#### ENTNOMMENER TEXT:
◆ ◆ ◆ ◆ ◆

Kriegsverbrecher sind keine Helden

11. Juli 2020

25 Jahre nach dem Völkermord von Srebrenica beklagt der ehemalige UN-Chefankläger Serge Brammertz die Verehrung von Kriegsverbrechern auf dem Balkan, den Mangel an Versöhnung - und spricht von der Not der Angehörigen.

Serge Brammertz
Der frühere UN-Chefankläger Serge Brammertz sieht keine Zeichen der VersöhnungBild: UN IRMCT/Leslie Hondebrink-Hermer

Der Zerfall des ehemaligen Jugoslawiens in den 1990er Jahren fand vor einem Vierteljahrhundert seinen brutalen Tiefpunkt: Bei dem Überfall bosnisch-serbischer Truppen auf die bosnisch-muslimische Enklave Srebrenica und der anschließenden Ermordung von rund 8000 Männern und Jungen - trotz der Anwesenheit niederländischer Blauhelmsoldaten. Dieses schwerste Kriegsverbrechen in Europa nach dem Zweiten Weltkrieg wurde vor dem Internationalen Strafgerichtshof für das ehemalige Jugoslawien, ICTY, juristisch aufgearbeitet. Maßgeblichen Anteil daran hatte Serge Brammertz. Der belgische Jurist war zehn Jahre Chefankläger des ICTY in Den Haag.

◆ ◆ ◆ ◆ ◆

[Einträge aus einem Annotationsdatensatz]

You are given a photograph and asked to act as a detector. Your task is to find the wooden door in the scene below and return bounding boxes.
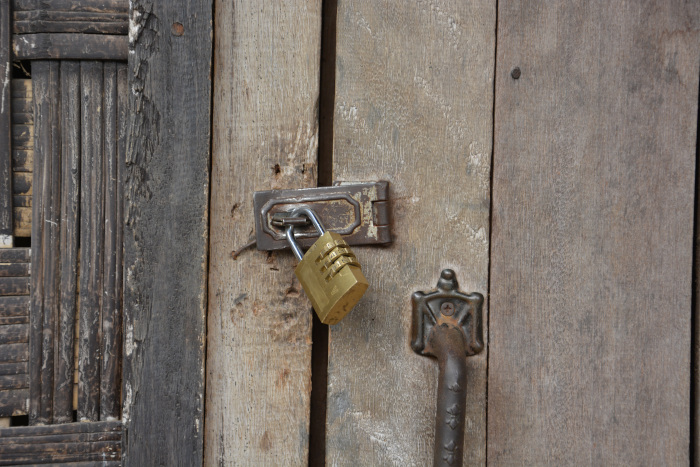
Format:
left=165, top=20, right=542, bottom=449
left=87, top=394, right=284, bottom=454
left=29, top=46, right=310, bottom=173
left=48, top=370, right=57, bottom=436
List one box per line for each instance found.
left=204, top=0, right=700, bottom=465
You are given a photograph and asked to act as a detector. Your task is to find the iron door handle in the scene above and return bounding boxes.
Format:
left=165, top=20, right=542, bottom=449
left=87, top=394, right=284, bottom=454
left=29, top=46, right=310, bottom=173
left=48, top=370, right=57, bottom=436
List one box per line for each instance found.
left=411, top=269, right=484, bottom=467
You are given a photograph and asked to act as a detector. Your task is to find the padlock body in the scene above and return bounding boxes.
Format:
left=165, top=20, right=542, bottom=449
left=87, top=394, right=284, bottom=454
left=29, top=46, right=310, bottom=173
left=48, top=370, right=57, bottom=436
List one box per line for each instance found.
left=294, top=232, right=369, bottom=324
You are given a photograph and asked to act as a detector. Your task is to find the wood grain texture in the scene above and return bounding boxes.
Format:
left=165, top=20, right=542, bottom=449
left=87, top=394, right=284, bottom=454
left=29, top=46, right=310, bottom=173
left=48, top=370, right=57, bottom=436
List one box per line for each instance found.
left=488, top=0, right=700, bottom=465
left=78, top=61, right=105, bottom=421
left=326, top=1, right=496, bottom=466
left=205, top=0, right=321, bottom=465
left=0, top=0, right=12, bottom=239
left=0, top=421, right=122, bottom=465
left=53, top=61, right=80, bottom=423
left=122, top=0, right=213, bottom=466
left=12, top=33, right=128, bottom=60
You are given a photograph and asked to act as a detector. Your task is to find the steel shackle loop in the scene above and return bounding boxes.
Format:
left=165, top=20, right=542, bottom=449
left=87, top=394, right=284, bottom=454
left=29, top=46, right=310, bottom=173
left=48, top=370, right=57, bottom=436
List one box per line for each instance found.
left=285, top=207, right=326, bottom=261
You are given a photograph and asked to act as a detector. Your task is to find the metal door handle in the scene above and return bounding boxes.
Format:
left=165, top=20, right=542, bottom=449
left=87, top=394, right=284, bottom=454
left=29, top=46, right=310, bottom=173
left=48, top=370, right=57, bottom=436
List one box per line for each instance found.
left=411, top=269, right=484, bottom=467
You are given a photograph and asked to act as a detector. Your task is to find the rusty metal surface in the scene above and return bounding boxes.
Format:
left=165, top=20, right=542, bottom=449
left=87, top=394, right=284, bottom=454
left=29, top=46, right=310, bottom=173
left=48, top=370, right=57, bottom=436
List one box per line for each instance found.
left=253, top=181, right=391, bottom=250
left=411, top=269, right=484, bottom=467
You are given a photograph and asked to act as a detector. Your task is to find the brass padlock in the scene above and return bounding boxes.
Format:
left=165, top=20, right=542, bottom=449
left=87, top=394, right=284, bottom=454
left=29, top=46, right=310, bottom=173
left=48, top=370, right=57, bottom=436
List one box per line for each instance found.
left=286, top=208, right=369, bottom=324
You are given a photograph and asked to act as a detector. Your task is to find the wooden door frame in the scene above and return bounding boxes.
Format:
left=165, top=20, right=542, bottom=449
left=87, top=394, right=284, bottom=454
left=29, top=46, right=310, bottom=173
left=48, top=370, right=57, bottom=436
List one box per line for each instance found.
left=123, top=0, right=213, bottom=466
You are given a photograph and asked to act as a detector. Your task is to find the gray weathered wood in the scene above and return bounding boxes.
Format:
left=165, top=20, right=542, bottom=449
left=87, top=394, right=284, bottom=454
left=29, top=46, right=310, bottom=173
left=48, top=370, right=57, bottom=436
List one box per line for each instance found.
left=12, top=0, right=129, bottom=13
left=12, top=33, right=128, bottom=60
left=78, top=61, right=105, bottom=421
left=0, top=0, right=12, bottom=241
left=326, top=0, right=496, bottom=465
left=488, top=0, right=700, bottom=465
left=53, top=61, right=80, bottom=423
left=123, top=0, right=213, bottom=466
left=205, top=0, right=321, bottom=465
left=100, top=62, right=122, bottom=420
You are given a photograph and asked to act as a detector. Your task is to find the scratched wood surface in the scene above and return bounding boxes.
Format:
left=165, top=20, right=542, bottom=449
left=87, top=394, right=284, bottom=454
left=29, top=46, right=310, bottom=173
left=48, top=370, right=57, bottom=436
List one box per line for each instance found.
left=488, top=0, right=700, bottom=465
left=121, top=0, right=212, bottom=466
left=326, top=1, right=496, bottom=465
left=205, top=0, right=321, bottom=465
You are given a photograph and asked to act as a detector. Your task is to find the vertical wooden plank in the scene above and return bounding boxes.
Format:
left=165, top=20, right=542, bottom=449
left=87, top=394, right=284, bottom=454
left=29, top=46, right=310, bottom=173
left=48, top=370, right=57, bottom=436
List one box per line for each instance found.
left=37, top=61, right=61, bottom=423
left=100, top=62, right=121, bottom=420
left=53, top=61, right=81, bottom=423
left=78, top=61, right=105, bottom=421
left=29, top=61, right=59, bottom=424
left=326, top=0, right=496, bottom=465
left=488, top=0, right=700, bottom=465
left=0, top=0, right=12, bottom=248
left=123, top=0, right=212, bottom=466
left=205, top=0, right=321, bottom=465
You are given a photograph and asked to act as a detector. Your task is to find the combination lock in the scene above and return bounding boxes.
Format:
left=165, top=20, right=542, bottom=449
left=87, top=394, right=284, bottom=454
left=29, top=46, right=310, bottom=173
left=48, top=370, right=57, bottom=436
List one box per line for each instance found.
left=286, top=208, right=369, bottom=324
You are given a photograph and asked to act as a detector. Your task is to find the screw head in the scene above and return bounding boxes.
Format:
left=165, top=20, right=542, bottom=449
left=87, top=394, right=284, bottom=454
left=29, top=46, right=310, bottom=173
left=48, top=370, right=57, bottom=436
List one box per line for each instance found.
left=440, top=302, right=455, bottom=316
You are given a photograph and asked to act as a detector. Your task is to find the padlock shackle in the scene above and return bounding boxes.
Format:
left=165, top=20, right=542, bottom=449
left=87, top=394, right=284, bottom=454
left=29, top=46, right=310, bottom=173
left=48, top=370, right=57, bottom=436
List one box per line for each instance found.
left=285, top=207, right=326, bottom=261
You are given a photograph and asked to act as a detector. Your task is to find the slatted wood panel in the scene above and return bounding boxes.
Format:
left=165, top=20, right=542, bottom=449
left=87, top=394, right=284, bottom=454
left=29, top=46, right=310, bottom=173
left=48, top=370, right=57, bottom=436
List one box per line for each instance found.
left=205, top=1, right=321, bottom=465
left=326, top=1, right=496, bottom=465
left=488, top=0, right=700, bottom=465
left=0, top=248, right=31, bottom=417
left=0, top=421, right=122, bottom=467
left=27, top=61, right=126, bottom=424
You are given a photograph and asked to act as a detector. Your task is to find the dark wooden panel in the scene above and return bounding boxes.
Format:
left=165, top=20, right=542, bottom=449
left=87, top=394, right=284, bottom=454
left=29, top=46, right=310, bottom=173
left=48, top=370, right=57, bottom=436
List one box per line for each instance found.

◆ ◆ ◆ ◆ ◆

#### DEINE AUFGABE:
Nenne alle geografischen Namen (Orte, Regionen, Staaten), die im Text über Srebrenica vorkommen, und zwar jeden nur einmal. Die Daten spielen hierfür keine Rolle.

#### ERGEBNIS:
Srebrenica, Balkan, Jugoslawien, Europa, Den Haag